» GIVEN DATA
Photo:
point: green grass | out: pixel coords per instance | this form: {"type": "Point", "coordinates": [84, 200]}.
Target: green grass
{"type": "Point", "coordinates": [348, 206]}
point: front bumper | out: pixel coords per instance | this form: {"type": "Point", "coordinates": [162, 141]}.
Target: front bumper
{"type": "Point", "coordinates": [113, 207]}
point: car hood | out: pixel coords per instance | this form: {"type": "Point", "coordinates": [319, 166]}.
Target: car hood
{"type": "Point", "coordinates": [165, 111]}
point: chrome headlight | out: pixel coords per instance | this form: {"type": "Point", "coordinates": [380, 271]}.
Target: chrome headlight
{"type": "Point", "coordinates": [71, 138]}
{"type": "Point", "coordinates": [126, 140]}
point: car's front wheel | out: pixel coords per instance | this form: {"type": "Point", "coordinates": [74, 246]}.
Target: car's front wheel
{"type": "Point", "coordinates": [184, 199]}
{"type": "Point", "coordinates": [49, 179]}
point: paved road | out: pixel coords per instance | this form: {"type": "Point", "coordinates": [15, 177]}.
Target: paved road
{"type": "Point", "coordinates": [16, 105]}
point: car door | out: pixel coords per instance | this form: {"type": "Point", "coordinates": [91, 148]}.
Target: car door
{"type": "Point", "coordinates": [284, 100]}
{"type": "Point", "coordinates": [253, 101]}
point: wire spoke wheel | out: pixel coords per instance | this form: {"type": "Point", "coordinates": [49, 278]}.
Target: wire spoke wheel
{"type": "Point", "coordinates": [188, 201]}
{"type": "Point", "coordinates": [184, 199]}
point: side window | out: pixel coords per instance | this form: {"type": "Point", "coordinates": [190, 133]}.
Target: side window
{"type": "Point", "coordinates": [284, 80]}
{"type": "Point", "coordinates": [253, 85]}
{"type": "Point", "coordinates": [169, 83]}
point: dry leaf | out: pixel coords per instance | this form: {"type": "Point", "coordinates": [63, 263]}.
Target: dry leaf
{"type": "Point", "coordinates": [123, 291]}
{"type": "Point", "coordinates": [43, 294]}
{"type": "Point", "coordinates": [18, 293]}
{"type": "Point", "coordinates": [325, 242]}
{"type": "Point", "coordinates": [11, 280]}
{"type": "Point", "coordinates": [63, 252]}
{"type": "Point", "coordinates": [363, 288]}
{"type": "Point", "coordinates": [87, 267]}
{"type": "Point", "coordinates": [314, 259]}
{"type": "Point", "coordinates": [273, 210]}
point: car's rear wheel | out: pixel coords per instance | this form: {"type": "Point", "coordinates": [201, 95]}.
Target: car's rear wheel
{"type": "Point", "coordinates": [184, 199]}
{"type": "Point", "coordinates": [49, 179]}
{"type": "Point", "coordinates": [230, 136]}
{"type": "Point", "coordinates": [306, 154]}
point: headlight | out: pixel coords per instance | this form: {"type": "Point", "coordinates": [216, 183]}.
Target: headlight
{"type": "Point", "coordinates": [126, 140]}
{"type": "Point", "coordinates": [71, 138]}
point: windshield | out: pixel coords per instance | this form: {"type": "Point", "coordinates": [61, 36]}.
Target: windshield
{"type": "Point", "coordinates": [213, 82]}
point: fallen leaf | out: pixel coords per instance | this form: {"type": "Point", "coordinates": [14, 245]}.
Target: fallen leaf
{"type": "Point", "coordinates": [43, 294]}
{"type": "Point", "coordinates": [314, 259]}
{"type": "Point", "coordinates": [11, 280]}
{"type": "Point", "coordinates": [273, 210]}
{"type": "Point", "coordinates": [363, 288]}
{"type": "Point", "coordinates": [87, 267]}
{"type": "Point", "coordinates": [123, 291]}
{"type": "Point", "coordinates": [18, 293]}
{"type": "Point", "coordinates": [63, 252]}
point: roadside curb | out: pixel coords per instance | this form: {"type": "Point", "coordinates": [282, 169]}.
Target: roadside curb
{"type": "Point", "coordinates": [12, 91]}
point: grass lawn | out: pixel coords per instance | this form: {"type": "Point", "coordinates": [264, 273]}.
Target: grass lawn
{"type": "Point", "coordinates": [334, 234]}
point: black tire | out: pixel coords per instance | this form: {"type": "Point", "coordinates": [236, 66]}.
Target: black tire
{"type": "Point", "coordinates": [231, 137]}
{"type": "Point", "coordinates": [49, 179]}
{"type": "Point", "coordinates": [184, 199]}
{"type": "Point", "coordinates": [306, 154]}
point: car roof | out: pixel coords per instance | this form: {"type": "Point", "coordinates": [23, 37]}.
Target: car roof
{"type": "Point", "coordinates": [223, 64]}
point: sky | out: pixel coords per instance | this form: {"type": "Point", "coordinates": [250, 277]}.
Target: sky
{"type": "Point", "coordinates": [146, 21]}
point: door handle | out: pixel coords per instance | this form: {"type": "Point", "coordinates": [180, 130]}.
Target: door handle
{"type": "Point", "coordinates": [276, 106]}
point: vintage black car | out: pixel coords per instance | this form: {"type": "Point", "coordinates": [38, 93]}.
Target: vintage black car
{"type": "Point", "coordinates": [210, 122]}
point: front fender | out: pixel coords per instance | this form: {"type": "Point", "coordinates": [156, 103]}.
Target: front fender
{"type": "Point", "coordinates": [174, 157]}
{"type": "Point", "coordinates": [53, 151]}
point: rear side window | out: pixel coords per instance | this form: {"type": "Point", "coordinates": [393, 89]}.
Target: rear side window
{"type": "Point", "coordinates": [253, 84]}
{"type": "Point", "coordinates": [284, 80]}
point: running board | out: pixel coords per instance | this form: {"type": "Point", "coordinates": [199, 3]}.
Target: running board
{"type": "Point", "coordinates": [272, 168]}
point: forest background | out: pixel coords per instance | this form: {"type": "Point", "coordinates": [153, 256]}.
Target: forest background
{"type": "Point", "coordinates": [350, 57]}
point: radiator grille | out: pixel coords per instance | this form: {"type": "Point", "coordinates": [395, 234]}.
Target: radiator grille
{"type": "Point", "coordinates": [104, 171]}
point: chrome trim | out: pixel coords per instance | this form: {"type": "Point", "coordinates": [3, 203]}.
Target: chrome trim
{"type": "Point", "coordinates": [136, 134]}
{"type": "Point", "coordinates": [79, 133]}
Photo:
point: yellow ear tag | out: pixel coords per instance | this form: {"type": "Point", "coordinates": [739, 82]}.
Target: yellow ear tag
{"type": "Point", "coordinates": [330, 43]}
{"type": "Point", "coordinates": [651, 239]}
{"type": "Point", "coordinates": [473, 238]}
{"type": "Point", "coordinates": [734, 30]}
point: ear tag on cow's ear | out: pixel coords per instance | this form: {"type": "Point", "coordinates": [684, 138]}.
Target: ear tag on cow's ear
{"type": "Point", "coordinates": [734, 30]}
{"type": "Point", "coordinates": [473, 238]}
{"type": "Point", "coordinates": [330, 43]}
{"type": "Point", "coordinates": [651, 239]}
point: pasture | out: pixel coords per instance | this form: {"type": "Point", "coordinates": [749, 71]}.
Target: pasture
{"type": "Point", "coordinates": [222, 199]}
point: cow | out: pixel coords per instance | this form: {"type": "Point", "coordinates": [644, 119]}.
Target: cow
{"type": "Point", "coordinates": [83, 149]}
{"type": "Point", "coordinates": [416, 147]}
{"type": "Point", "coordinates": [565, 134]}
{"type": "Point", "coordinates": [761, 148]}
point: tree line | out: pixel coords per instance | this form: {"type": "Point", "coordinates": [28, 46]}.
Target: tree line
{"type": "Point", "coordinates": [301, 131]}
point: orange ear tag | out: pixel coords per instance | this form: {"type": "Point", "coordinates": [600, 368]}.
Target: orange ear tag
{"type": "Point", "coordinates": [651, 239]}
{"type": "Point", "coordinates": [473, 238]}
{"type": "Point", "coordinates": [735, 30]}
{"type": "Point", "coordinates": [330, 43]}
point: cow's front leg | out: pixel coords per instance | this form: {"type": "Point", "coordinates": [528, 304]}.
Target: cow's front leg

» TASK GOAL
Write out the lines above from the one containing "point: tree line" through the last, exactly as they are.

» FINAL RESULT
point: tree line | out: pixel coords per instance | this form: {"type": "Point", "coordinates": [28, 46]}.
Target: tree line
{"type": "Point", "coordinates": [301, 131]}
point: orange ear tag | out: pixel coords per instance | this form: {"type": "Point", "coordinates": [600, 368]}.
Target: orange ear tag
{"type": "Point", "coordinates": [651, 239]}
{"type": "Point", "coordinates": [473, 238]}
{"type": "Point", "coordinates": [735, 30]}
{"type": "Point", "coordinates": [330, 43]}
point: cow's front leg | out: pixel coords per instance | this form: {"type": "Point", "coordinates": [528, 304]}.
Target: cow's front leg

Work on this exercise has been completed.